──────── Source text
The larger number of Non-Target samples was chosen here because the image contains much more Non-Target
than Target regions, thus misclassifications of Non-Targets are more problematic. The idea is to have this bias
reflected during the training, while still providing a good mixture of Targets and Non-Targets.
The hidden layer kernel thus corresponds to 3x13x13x40 weights. The first factor corresponds to the number of
feature maps in the previous hidden layer (or here, the image layers) and the second and third factors describe
Page 7
the number of units in the local neighborhood, from which connections are formed into the hidden layer. The
final factor corresponds to the number of feature maps generated. After all, we do not train only one kernel of
size 3x13x13, but 40 different ones. The only hidden layer of this network thus contains 20,280 different weights,
which can be trained.
Note that the spatial extent of the feature maps shrinks from layer to layer (see Figure 1.6). While the original
sample input has 22x22 units, after convolution with a 13x13 kernel only 10x10 valid units remain (units further
to the side are receiving non-existing input, and are dropped from the network). After max pooling, the network
layer further shrinks by a factor of two in both dimensions, we thus have only 5x5(x40) units left. The final layer
in this network has two units left: one for class Target, one for class Non-Target, and both connect to all 1000
units of the previous layer (reflecting another 2000 weights to be trained).
────────────────
──────── Data entries
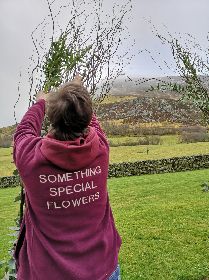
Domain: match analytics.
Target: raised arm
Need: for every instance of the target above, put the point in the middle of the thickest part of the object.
(28, 133)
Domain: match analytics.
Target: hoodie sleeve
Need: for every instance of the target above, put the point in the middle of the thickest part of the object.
(96, 125)
(28, 134)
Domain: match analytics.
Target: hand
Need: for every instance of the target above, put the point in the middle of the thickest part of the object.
(41, 95)
(77, 79)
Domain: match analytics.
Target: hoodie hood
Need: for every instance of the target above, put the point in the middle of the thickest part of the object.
(71, 155)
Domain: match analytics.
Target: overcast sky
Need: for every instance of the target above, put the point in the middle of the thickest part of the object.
(18, 18)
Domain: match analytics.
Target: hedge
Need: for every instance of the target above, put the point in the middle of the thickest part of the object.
(169, 165)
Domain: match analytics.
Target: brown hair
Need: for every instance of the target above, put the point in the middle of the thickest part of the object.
(69, 111)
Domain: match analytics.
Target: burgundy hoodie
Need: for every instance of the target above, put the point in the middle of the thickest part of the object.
(70, 230)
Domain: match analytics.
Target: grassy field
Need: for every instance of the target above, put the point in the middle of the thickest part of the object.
(134, 153)
(163, 222)
(170, 148)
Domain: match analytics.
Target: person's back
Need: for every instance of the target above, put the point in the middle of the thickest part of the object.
(70, 231)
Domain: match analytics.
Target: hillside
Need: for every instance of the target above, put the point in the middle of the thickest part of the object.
(150, 107)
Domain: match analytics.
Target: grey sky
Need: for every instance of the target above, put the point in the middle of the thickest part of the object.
(18, 18)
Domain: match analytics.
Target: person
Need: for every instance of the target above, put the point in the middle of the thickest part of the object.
(68, 230)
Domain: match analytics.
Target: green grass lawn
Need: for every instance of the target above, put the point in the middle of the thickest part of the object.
(163, 220)
(169, 148)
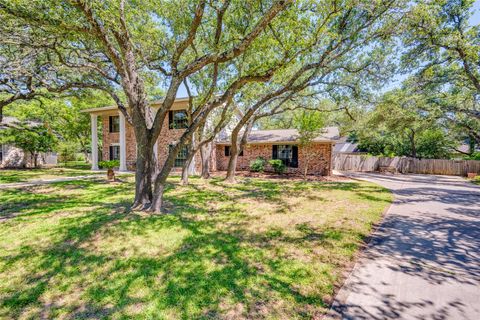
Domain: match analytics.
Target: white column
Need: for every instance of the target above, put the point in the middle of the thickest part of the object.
(94, 141)
(123, 146)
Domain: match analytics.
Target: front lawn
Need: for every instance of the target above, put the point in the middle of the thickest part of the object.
(25, 175)
(259, 249)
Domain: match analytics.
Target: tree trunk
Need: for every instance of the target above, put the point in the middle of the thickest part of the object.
(186, 167)
(35, 160)
(307, 162)
(235, 150)
(143, 176)
(205, 152)
(412, 144)
(85, 154)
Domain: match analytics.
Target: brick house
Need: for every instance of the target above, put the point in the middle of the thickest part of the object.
(118, 143)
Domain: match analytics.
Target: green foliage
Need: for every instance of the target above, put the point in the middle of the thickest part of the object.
(277, 165)
(109, 164)
(474, 156)
(30, 137)
(258, 165)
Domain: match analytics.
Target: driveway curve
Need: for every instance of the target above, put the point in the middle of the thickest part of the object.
(423, 262)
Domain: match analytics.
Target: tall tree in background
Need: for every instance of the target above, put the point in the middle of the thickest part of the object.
(443, 48)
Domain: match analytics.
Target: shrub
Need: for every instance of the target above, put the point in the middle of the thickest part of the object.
(109, 164)
(277, 166)
(257, 165)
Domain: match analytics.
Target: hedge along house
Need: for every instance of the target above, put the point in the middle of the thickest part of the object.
(118, 143)
(283, 144)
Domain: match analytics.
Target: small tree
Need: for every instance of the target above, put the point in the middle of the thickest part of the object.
(33, 139)
(309, 125)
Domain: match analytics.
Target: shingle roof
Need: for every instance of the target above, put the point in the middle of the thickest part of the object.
(329, 134)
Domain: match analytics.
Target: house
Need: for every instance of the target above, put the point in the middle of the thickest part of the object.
(118, 143)
(12, 157)
(344, 146)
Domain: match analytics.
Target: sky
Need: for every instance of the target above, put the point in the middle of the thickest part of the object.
(474, 20)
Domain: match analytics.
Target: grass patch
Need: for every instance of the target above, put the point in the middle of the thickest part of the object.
(258, 249)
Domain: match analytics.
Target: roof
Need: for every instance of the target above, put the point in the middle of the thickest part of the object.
(329, 134)
(345, 147)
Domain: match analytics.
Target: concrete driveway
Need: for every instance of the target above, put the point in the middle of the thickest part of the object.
(424, 260)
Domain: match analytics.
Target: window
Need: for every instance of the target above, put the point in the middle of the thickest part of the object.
(177, 119)
(181, 156)
(287, 153)
(114, 152)
(227, 152)
(114, 123)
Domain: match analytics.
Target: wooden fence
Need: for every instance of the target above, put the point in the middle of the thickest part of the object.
(348, 162)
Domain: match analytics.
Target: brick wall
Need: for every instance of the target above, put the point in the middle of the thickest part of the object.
(320, 157)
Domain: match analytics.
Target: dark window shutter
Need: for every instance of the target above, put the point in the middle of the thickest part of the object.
(294, 163)
(170, 119)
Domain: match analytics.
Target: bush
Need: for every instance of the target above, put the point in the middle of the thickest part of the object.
(474, 156)
(109, 164)
(277, 166)
(257, 165)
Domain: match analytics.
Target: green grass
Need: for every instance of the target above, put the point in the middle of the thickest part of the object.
(476, 180)
(24, 175)
(256, 250)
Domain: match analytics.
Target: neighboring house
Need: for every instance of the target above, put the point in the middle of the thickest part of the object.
(12, 157)
(282, 144)
(119, 143)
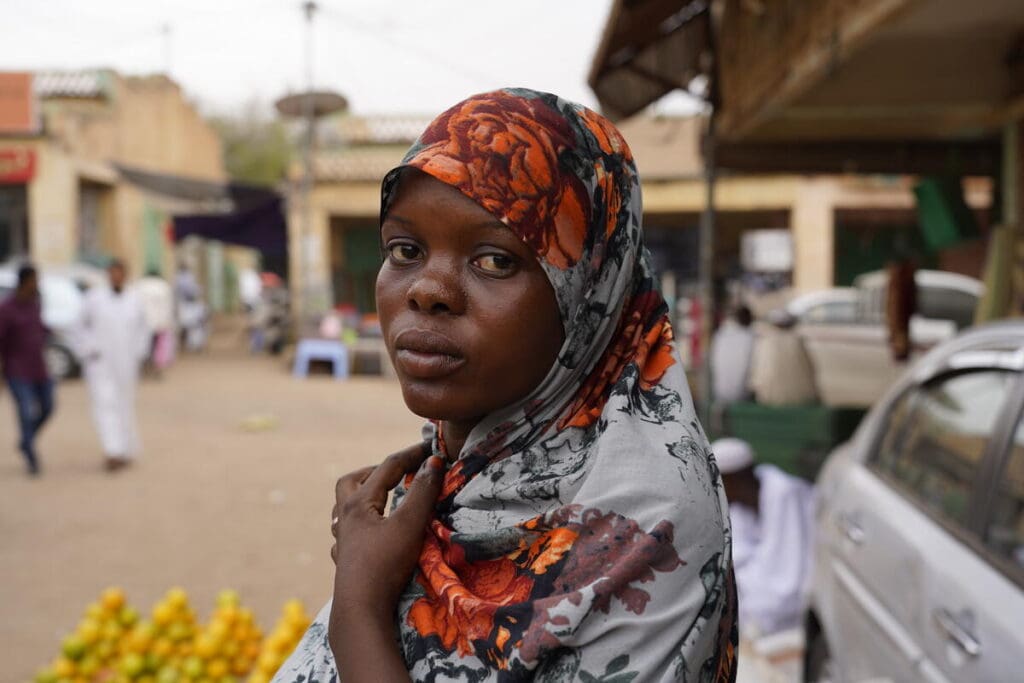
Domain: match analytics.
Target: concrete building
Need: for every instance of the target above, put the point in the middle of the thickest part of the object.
(94, 164)
(896, 87)
(839, 222)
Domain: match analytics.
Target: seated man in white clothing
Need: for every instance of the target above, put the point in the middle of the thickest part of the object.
(772, 530)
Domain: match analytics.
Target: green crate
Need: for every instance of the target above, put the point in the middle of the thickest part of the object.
(795, 438)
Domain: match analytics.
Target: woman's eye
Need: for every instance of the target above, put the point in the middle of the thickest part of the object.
(496, 263)
(402, 252)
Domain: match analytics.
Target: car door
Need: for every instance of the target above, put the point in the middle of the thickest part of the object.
(902, 510)
(974, 630)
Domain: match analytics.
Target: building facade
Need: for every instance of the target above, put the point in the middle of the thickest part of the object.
(93, 165)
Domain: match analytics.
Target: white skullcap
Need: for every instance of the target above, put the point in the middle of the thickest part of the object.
(732, 455)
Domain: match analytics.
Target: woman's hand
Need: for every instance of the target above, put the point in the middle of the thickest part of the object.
(375, 557)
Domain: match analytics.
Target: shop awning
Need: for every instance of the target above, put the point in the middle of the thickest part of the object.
(649, 48)
(256, 221)
(229, 212)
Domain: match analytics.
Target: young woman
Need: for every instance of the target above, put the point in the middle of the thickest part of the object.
(563, 519)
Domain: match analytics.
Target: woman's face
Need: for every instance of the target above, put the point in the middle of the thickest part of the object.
(469, 317)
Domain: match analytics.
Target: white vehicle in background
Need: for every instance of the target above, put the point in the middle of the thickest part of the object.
(845, 333)
(919, 566)
(840, 305)
(61, 300)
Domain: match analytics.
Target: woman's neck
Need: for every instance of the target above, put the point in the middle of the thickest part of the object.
(456, 432)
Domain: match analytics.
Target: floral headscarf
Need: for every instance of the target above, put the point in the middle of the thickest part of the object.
(582, 535)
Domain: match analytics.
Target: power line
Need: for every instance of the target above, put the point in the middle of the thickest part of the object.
(348, 23)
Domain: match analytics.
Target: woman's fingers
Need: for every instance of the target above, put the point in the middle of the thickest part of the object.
(349, 483)
(418, 505)
(387, 475)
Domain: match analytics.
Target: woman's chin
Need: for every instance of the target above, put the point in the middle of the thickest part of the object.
(434, 402)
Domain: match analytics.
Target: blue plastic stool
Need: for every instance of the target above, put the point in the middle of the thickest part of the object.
(321, 349)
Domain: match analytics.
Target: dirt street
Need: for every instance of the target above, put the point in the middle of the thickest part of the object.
(233, 489)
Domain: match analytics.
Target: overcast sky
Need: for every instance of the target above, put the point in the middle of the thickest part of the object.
(384, 55)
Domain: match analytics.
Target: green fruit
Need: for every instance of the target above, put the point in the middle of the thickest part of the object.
(193, 667)
(168, 675)
(178, 632)
(88, 666)
(46, 676)
(131, 665)
(153, 662)
(74, 647)
(128, 616)
(227, 598)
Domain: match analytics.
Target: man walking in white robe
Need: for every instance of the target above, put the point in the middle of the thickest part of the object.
(772, 515)
(114, 340)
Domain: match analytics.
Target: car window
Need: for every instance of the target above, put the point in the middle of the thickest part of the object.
(936, 436)
(1006, 526)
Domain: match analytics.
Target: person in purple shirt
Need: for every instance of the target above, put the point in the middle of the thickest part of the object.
(23, 337)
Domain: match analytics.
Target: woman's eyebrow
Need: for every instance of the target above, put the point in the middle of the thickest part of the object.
(397, 219)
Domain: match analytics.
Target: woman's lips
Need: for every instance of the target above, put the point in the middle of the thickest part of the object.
(426, 355)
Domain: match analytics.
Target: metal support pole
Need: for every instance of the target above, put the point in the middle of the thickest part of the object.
(707, 270)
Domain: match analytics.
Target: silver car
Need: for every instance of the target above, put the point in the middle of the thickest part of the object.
(920, 560)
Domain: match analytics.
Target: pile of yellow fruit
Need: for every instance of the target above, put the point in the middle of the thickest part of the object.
(112, 644)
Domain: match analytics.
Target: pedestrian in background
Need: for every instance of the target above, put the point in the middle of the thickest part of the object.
(23, 337)
(781, 372)
(731, 349)
(157, 298)
(114, 341)
(192, 310)
(772, 516)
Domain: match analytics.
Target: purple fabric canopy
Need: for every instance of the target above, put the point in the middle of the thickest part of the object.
(258, 221)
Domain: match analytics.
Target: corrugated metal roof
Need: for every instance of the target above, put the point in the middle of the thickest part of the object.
(379, 129)
(355, 165)
(86, 84)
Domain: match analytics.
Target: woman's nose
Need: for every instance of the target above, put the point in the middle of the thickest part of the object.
(437, 289)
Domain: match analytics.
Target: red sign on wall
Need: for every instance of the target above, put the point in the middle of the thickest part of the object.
(16, 165)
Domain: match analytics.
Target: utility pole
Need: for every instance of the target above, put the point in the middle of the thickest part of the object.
(309, 113)
(165, 34)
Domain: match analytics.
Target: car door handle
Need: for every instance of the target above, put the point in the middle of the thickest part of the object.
(851, 528)
(954, 631)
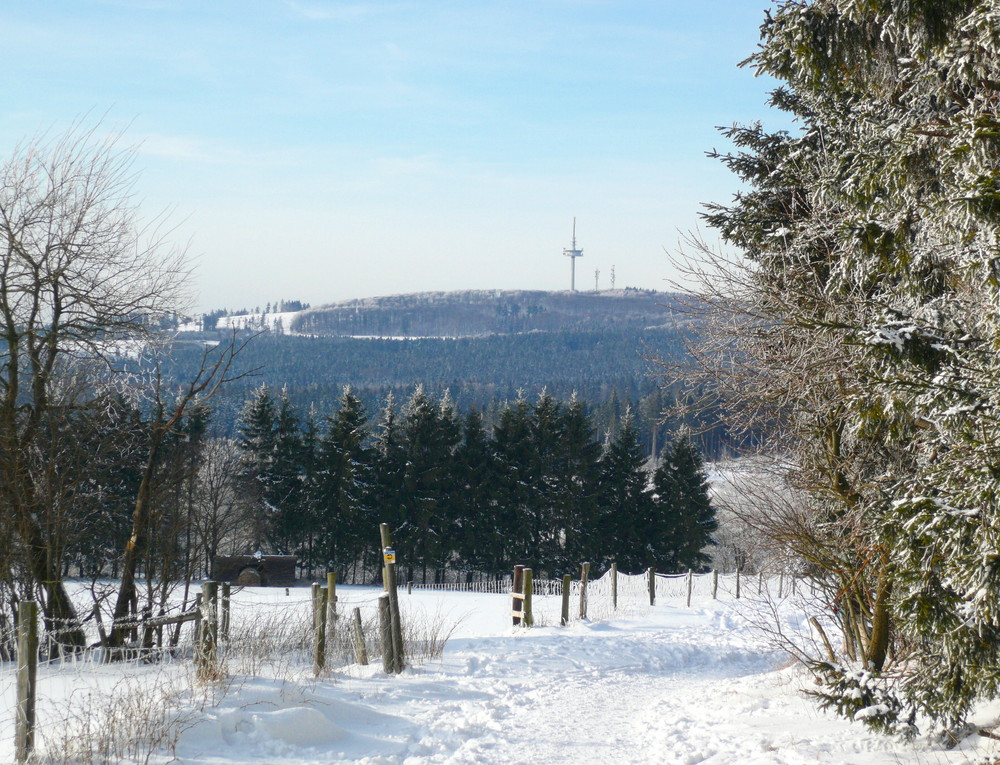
────────────────
Tasks to perform.
(a) Please explain in one to three sentences why the source text uses a larger number of Non-Target samples.
(b) Answer these questions from the source text:
(i) How many units does the original sample input have?
(ii) How many trainable weights does the only hidden layer contain?
(iii) How many units does the final layer have?
(c) Summarize the source text in three sentences.
The items are separate material from the source text.

Answers for this exercise.
(a) The image contains many more Non-Target regions than Target regions, so misclassifying Non-Targets is more problematic. The larger number of Non-Target samples lets training reflect this bias while still providing a good mixture of Targets and Non-Targets.

(b)
(i) 22x22 units.
(ii) 20,280 weights.
(iii) Two units: one for class Target and one for class Non-Target.

(c) More Non-Target than Target samples were chosen because the image contains far more Non-Target regions, which makes misclassifying them more problematic. The network's only hidden layer trains 40 different kernels of size 3x13x13, for 20,280 weights in total. The feature maps shrink from 22x22 units to 10x10 valid units after convolution and to 5x5(x40) after max pooling, and a final layer of two units, one per class, connects to all 1000 of those units through another 2000 weights.